◆ Excerpted passage ◆
#####
I don’t shy away from the lows: the unrealistic idealization of gurus and the creation of yogic cults; the unbalanced pursuit of supernormal powers instead of liberation; the commercialization of a spiritual path; the attempts to transcend the painful realities of intimacy, identity, and work instead of meeting them with presence.
As we progress in practice, we may encounter various energy-related experiences—spontaneous movements or kriyas, sensations of heat or cold, visions or altered perceptions, emotional releases or mood shifts. The key is maintaining a balanced, grounded practice, seeking guidance from experienced teachers, cultivating acceptance and non-attachment, and allowing energy to move and release naturally.
The Questions That Keep Us Company
So we must continue asking: How can yoga help us navigate modern anxiety? How does it address our technological disconnection from the body? What happens when mindfulness meets neuroscience? When pranayama meets polyvagal theory? When ancient chakra and Nadi wisdom encounters our understanding of the nervous system and fascia?
We must ask: How can yoga evolve without losing its essence? How do we honor tradition while making it accessible? How do we distinguish authentic transformation from spiritual bypassing? How do we bring the wisdom of the East into conversation with Western depth psychology, somatic therapy, and trauma healing?
These aren’t rhetorical questions. They’re the living inquiry that keeps the practice vital, relevant, and true.
Community as Container
I’ve learned that surrounding ourselves with supportive people and a nurturing community—what yogis call sangha—is essential for sustained growth on this path. The key to your heart lies in the heart of another. Community provides accountability and motivation, shared wisdom and experiences, opportunities for service and contribution, and mirroring of our blind spots and potential.
Through attending retreats and workshops, engaging in study groups, practicing karma yoga, and seeking out like-minded practitioners, we create the container that holds us as we transform.
More of Us There
As author Jon Kabat-Zinn has said, “Wherever we go, there we are.” And yet it is my experience that for many of us, after exposure to the practice of yoga, there is simply—and at times astonishingly—a great deal more of us there. More consciousness, more energy, more awareness, more equanimity, more life in the body, more connection with the mysteries of the soul.
And there is that wonderful, haunting voice of the true self that calls to us, that keeps us company as we stride deeper and deeper into the world, determined to save the only soul we really can save.
The stages of this transformation unfold naturally: recognition of suffering and disconnection, seeking practices and teachings for liberation, purification of body and mind, expansion of awareness and energy, integration of insights into daily life, and embodiment of higher consciousness.
In my teaching, I attempt to share the guide that I needed as I started my own exploration—an account of the intersection of Western and Eastern upbringing, psychology, sociology, somatic wisdom, fascia study, and the timeless practices of TCM’s Meridian Lines that somehow, miraculously, still work flawlessly.
The practice found me at fourteen. Over thirty years later, I’m still asking questions. Still discovering. Still grateful for every breath, every student who reminds me why this matters, every evolution that makes this ancient wisdom accessible to one more seeking heart.
The conversation continues. The practice evolves. And we keep asking: How can yoga help us? How can we help yoga evolve? What healing becomes possible when we show up, honestly and humbly, to meet this ancient teacher on our modern mats?
The answers, I’ve found, arrive not in books or philosophies, but in the lived experience—one breath, one practice, one question at a time. Through the body’s gateway. Through the witness’s steady gaze. Through the community’s loving mirror. Through the breath that connects us to life itself.
We are not who we think we are. And that, perhaps, is the most liberating discovery of all.
#####
◆ Exercise details ◆
Write out the yoga passage from "The stages of" to "still work flawlessly." again, swapping "integration" for "application".

◆ Record extracts ◆
#####
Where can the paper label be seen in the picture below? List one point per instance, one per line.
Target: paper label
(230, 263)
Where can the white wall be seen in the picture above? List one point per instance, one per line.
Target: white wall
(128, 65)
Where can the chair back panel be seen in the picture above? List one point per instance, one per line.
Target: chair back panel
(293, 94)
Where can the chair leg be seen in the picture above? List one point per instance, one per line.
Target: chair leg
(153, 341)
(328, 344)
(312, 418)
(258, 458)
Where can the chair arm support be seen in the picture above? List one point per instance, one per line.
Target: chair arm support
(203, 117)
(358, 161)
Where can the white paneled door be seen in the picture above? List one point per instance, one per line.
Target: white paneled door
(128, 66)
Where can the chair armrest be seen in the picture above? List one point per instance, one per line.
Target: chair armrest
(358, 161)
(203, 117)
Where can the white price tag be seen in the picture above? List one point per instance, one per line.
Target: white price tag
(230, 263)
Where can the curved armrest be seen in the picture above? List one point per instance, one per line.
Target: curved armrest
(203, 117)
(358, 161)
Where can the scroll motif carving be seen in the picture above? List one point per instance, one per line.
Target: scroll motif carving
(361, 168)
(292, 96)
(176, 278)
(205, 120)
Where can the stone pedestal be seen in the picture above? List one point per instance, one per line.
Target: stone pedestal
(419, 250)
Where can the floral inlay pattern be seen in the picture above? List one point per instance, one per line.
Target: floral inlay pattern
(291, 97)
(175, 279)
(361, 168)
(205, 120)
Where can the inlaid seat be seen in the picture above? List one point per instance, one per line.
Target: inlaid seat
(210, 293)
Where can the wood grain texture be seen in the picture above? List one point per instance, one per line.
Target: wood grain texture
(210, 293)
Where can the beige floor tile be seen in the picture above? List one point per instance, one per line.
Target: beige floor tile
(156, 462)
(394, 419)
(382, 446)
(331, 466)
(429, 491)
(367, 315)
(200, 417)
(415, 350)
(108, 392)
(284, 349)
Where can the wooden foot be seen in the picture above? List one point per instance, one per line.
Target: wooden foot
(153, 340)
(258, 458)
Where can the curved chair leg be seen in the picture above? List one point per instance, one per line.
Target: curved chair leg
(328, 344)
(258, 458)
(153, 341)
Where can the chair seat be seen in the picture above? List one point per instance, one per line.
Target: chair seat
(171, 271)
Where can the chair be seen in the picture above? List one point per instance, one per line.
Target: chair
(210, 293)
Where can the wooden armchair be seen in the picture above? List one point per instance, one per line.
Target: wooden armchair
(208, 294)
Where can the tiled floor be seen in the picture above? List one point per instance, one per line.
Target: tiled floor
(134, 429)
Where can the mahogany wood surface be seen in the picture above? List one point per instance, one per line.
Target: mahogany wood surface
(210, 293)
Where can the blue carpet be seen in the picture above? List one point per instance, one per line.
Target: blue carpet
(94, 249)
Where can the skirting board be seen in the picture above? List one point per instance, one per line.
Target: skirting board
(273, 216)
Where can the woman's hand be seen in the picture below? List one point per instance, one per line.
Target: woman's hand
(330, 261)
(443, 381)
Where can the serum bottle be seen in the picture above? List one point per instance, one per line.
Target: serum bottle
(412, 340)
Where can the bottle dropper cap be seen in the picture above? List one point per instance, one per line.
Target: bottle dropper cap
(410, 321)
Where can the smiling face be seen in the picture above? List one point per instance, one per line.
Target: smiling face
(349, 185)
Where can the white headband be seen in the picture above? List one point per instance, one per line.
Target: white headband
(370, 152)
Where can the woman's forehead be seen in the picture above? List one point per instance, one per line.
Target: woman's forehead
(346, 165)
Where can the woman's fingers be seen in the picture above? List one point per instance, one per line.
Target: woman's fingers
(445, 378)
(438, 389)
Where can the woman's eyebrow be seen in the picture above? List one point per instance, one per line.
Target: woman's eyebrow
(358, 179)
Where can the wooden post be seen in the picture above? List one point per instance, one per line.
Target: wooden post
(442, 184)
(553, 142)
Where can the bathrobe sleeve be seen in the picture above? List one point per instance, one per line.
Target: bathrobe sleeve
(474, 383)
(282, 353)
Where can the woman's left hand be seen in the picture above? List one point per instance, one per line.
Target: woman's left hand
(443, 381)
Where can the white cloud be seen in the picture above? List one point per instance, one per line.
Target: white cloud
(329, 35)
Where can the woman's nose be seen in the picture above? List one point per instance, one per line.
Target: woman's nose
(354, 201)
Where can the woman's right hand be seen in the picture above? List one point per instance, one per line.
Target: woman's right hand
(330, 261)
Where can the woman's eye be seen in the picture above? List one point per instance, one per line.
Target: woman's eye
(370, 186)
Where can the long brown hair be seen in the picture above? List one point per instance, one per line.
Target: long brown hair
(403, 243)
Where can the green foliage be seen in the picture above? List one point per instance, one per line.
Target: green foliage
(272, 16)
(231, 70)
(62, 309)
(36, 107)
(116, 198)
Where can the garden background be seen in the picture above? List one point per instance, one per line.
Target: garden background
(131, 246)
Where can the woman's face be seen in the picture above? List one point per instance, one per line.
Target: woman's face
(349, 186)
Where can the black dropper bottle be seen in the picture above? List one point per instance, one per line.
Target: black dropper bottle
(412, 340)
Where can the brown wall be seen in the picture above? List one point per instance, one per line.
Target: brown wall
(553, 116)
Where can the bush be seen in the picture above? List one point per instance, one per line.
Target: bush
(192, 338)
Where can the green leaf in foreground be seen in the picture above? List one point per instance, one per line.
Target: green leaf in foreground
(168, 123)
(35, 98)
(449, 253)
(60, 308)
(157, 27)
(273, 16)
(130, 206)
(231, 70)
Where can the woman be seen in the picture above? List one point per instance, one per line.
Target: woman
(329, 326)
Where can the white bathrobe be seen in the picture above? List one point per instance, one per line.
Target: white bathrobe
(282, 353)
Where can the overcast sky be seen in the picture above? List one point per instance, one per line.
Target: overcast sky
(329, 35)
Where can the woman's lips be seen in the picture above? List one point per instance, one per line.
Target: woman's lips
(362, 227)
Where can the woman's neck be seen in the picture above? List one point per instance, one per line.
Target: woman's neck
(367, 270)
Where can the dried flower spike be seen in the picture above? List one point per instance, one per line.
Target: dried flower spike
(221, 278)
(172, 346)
#####
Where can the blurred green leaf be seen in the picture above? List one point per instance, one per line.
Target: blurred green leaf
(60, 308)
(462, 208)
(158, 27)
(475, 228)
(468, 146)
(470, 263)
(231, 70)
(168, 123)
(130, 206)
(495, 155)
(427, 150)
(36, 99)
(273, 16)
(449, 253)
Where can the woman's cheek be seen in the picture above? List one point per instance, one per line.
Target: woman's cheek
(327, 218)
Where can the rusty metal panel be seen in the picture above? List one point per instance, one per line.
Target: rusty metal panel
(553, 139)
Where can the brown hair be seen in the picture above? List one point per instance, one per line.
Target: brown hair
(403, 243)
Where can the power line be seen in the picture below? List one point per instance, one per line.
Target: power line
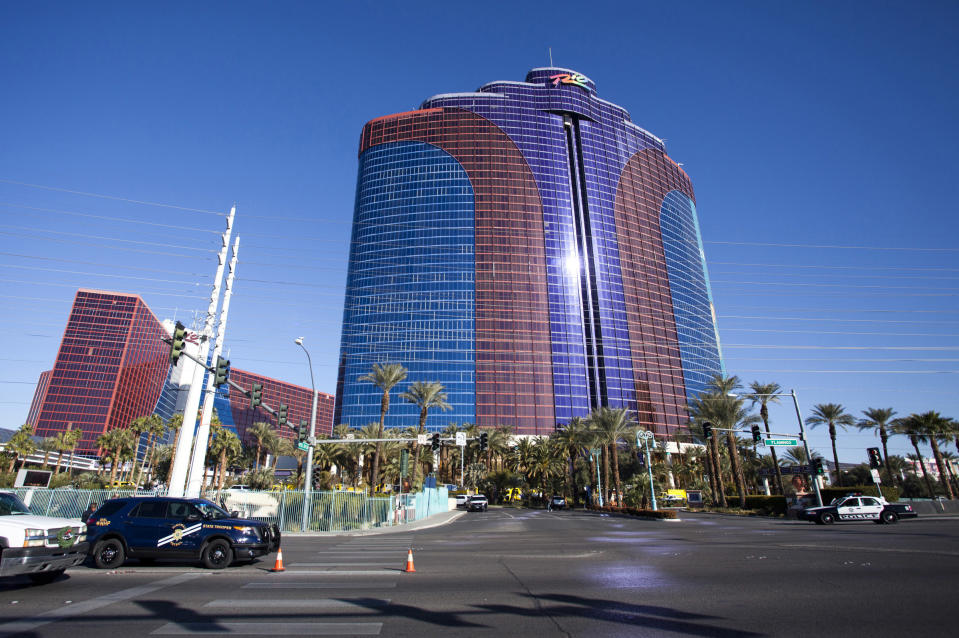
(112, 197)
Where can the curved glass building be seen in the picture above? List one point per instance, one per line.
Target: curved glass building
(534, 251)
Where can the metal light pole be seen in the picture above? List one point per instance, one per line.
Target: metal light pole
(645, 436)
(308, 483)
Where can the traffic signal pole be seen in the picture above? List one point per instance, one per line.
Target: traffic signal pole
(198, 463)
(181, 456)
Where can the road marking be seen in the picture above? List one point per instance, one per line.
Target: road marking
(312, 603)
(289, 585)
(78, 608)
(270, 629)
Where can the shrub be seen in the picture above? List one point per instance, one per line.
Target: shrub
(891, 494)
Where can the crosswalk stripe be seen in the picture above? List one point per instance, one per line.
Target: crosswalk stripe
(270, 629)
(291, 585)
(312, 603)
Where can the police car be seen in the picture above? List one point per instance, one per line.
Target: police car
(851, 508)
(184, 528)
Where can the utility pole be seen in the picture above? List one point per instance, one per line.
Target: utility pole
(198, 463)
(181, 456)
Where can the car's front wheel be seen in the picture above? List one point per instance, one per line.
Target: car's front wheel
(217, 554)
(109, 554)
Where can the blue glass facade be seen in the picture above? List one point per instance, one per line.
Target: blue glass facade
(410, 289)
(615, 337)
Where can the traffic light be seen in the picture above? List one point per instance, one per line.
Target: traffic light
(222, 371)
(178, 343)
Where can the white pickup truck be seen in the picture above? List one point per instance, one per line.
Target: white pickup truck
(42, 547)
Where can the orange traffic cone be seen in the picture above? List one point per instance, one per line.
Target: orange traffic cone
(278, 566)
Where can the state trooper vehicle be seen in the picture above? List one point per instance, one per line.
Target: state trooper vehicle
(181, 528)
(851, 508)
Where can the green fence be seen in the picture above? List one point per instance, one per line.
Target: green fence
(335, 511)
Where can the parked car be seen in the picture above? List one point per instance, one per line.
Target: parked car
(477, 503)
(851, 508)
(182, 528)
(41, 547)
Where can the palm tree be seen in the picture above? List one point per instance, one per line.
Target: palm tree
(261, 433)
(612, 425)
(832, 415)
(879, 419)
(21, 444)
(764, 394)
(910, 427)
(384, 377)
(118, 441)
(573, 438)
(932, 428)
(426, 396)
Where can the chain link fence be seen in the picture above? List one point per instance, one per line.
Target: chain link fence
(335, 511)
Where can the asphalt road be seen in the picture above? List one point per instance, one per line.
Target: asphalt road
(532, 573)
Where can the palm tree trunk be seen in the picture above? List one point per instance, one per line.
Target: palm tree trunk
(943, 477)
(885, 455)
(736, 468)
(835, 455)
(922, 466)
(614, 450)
#####
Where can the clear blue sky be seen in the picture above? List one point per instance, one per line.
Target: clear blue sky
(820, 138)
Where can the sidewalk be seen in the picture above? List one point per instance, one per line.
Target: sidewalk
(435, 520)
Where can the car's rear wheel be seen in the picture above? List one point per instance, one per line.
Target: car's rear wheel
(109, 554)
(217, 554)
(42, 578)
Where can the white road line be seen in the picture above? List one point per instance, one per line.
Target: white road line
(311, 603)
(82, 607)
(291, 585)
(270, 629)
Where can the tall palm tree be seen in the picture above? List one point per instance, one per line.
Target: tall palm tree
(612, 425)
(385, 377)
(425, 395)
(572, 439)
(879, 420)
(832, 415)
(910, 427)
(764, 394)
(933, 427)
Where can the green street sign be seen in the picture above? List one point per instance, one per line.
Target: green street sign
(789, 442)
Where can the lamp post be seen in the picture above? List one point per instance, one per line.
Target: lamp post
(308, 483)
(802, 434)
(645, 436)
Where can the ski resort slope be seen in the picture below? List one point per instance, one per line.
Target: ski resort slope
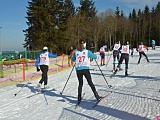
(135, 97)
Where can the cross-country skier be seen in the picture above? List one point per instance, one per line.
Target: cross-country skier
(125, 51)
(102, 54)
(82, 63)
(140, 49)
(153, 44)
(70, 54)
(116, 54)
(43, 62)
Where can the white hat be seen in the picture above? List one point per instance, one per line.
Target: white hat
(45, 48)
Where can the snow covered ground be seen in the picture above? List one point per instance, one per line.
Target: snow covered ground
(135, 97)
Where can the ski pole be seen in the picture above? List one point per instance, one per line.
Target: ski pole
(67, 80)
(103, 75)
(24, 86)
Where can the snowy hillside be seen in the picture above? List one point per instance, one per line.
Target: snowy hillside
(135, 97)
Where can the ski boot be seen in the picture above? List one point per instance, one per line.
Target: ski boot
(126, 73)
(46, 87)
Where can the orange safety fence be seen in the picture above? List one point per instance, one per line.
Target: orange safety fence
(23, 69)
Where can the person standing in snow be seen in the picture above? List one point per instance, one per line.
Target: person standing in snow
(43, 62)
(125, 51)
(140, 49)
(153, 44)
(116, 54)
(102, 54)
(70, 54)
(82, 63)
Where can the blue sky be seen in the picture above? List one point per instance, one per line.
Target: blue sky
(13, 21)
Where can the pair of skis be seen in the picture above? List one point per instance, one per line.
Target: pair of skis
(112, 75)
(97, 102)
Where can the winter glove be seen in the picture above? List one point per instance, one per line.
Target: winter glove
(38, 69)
#####
◆ Answer space ◆
The stages of this transformation unfold naturally: recognition of suffering and disconnection, seeking practices and teachings for liberation, purification of body and mind, expansion of awareness and energy, application of insights into daily life, and embodiment of higher consciousness.
In my teaching, I attempt to share the guide that I needed as I started my own exploration—an account of the intersection of Western and Eastern upbringing, psychology, sociology, somatic wisdom, fascia study, and the timeless practices of TCM’s Meridian Lines that somehow, miraculously, still work flawlessly.